- Предложенный отрывок:
◇ ◇ ◇ ◇ ◇ ◇ ◇
Габриэль Городецкий - Миф «Ледокола»: Накануне войны
Обе игры продемонстрировали уязвимость и недостатки обороны. Комиссия, оценивавшая игры, дала нелестные отзывы о действиях армии:
«Итоги первой игры показали, что оперативно-стратегический кругозор многих командиров высшего звена был далек от совершенства и требовал кропотливого и настойчивого труда в оттачивании искусства управления и вождения крупными соединениями, глубокого усвоения характера современных операций, их организации, планирования и последовательного осуществления на практике».
С учетом такого сурового приговора глупо считать, что Сталин замышлял военную авантюру. В лучшем случае он мог надеяться, что основные недостатки обороны, вскрытые на играх, будут исправлены до нападения немцев40.
◇ ◇ ◇ ◇ ◇ ◇ ◇
- Исходные данные:
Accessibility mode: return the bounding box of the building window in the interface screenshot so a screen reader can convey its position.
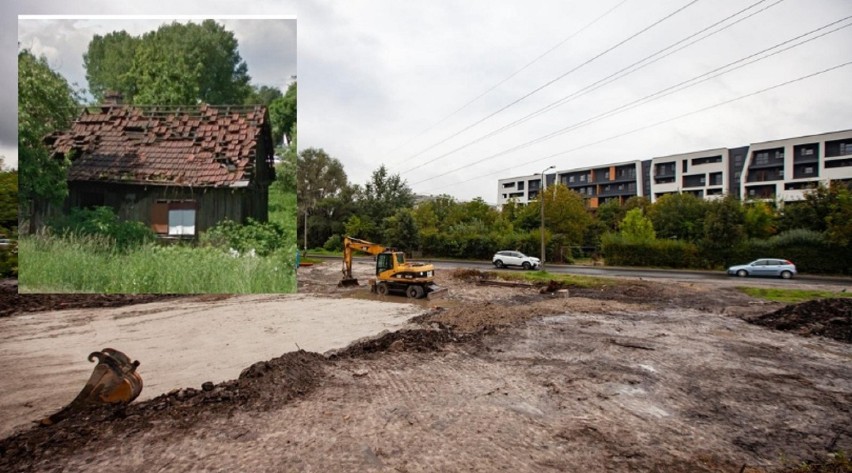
◇ ◇ ◇ ◇ ◇ ◇ ◇
- Задачи для решения:
A) Согласуются ли с отрывком утверждения ниже? Ответьте на каждое «да» или «нет» и подтвердите ответ дословной цитатой из отрывка.
(i) Комиссия, оценивавшая игры, положительно отозвалась о действиях армии.
(ii) По итогам первой игры оперативно-стратегический кругозор многих командиров высшего звена был признан далеким от совершенства.
(iii) Сталин мог надеяться, что вскрытые на играх недостатки обороны удастся исправить.
B) Воспроизведите без изменений часть отрывка от слов «Габриэль Городецкий - Миф» до слов «до нападения немцев40.» включительно.

- Результаты по задачам:
A)
(i) Нет: «Комиссия, оценивавшая игры, дала нелестные отзывы о действиях армии».
(ii) Да: «оперативно-стратегический кругозор многих командиров высшего звена был далек от совершенства».
(iii) Да: «В лучшем случае он мог надеяться, что основные недостатки обороны, вскрытые на играх, будут исправлены».

B)
Габриэль Городецкий - Миф «Ледокола»: Накануне войны
Обе игры продемонстрировали уязвимость и недостатки обороны. Комиссия, оценивавшая игры, дала нелестные отзывы о действиях армии:
«Итоги первой игры показали, что оперативно-стратегический кругозор многих командиров высшего звена был далек от совершенства и требовал кропотливого и настойчивого труда в оттачивании искусства управления и вождения крупными соединениями, глубокого усвоения характера современных операций, их организации, планирования и последовательного осуществления на практике».
С учетом такого сурового приговора глупо считать, что Сталин замышлял военную авантюру. В лучшем случае он мог надеяться, что основные недостатки обороны, вскрытые на играх, будут исправлены до нападения немцев40.